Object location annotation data
** Begin **

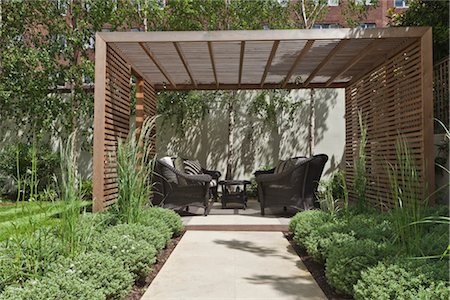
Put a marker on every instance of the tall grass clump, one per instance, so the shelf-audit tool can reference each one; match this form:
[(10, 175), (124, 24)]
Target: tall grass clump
[(360, 180), (70, 194), (407, 196), (135, 161)]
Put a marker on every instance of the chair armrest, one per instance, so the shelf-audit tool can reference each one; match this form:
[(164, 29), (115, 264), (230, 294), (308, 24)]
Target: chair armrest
[(213, 173), (261, 172), (195, 178)]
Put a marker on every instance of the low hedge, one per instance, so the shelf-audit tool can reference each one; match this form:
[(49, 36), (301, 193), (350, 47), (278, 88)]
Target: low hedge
[(170, 218), (345, 263), (404, 279)]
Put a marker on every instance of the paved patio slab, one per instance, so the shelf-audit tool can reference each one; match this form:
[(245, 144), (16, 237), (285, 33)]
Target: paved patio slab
[(233, 265)]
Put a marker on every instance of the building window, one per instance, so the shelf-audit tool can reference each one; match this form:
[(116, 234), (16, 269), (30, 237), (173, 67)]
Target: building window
[(367, 25), (325, 26), (333, 2), (401, 3)]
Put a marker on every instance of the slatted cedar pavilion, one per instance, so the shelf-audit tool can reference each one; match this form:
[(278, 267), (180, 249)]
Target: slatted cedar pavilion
[(387, 75)]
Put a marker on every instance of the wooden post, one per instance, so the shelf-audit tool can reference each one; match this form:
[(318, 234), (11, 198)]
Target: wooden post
[(426, 50), (139, 104), (99, 124)]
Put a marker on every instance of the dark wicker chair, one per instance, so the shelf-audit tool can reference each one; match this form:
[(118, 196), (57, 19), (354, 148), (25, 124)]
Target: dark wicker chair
[(194, 191), (294, 187)]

** End **

* [WHAT THE EXERCISE ASKS]: Copy out the part of the data that opens with the line containing "Put a marker on every instance of the building" and runs through the end of the data, reproducing every line unchanged.

* [TASK RESPONSE]:
Put a marker on every instance of the building window, one per instance, so the shelf-audit tool can reference each one; match this form:
[(116, 234), (16, 269), (30, 237), (173, 67)]
Target: building window
[(367, 25), (325, 26), (333, 2), (401, 3)]
Put a marker on every instance of the slatted cedar pavilion, one per instance, so the shelf-audit tool can reference each one; match this form:
[(278, 267), (180, 249)]
Target: slatted cedar pavilion
[(387, 75)]
Put a marker on every instance of the wooden post, one per instance, so the shelf-audit tool can reference each one; match this form:
[(318, 234), (11, 198)]
Target: wooden post
[(426, 50), (139, 104), (99, 124)]
Put a marker on every instance of the dark wicker chair, one per instance, so the shelf-audit tool can reference each one; match this form:
[(118, 196), (57, 19), (354, 148), (25, 124)]
Target: dark wicker chair
[(194, 191), (294, 187)]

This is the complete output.